## Selection
We are using CDH 5.13 with Spark 2.3.0 and S3Guard. After running the same job on EMR 5.x / 6.x with the same resources we got 5-20x performance degradation. According to the https://docs.aws.amazon.com/emr/latest/ReleaseGuide/emr-spark-committer-reqs.html default committer(since 5.20) is not good for S3A. We tested EMR-5.15.1 and got the same results as on Hadoop.
If I am trying to use Magic Commiter I am getting
py4j.protocol.Py4JJavaError: An error occurred while calling o72.save.
: java.lang.ClassNotFoundException: org.apache.spark.internal.io.cloud.PathOutputCommitProtocol
at java.net.URLClassLoader.findClass(URLClassLoader.java:382)
My code is (+I am configured S3Guard via EMR config):
from pyspark import SparkContext, SparkConf
from pyspark.sql import HiveContext, SparkSession
from pyspark.sql.functions import *
sconf = SparkConf()
sconf.set("spark.hadoop.fs.s3a.committer.name", "magic")
sconf.set("spark.hadoop.fs.s3a.committer.magic.enabled", "true")
sconf.set("spark.sql.sources.commitProtocolClass", "com.hortonworks.spark.cloud.commit.PathOutputCommitProtocol")
sconf.set("spark.sql.parquet.output.committer.class", "org.apache.hadoop.mapreduce.lib.output.BindingPathOutputCommitter")
sconf.set("spark.hadoop.mapreduce.outputcommitter.factory.scheme.s3a", "org.apache.hadoop.fs.s3a.commit.S3ACommitterFactory")
sconf.set("spark.hadoop.fs.s3a.commiter.staging.conflict-mode", "replace")
sc = SparkContext(appName="s3acommitter", conf = sconf)
spark = SparkSession(sc)
hadoop_conf = spark.sparkContext._jsc.hadoopConfiguration()
sourceDF = spark.range(0, 10000)
datasets = "s3a://parquet/commiter-test"
sourceDF.write.format("parquet").save(datasets + "parquet")
sc.stop()
At https://repo.hortonworks.com/content/repositories/releases/org/apache/spark/spark-hadoop-cloud_2.11/ I can't find jar for Spark 2.4.4 & Hadoop 3.2.1
How to enable Magic Commiter on EMR?

## Prompt a
Pull out every line of the records that contains the string "ground", treating case as significant.
The thread and the records come from separate, unrelated sources.

## Provided information
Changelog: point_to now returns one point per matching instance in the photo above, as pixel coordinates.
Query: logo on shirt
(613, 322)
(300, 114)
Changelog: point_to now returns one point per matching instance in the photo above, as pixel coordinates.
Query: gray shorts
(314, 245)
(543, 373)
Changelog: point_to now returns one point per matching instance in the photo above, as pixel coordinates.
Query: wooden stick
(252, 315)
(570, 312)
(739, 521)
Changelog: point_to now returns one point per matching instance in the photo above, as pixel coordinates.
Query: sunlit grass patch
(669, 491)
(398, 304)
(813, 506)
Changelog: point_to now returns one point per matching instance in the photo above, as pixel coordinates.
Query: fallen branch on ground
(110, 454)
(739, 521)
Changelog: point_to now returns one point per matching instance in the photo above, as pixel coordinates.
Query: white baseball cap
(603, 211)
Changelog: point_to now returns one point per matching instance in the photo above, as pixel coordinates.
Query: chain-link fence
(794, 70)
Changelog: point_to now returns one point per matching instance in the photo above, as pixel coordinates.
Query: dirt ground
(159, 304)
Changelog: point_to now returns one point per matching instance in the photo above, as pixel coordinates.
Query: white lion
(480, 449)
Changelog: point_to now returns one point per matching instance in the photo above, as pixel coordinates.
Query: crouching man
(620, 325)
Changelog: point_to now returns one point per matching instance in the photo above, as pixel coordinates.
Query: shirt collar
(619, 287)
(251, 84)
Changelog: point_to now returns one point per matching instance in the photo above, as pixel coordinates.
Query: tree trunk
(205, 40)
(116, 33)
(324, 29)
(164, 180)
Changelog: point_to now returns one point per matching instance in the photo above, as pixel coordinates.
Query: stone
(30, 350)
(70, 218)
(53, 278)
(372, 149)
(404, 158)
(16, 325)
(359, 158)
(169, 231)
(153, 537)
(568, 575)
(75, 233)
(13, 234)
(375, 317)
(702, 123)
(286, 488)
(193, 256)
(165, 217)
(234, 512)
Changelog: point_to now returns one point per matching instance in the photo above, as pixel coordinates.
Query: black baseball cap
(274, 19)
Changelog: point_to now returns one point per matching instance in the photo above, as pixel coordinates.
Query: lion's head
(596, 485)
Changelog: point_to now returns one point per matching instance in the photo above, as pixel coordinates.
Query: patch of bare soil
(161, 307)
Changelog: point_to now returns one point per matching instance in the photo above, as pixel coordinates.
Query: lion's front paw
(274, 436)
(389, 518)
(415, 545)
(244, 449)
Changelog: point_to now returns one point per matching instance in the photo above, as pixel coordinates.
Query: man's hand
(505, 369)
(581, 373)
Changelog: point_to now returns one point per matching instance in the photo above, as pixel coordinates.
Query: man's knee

## Prompt b
In the Spark committer thread, which EMR release did the poster test and find gave the same results as on Hadoop?

## Exercise answer a
Query: fallen branch on ground
Query: dirt ground

## Exercise answer b
EMR-5.15.1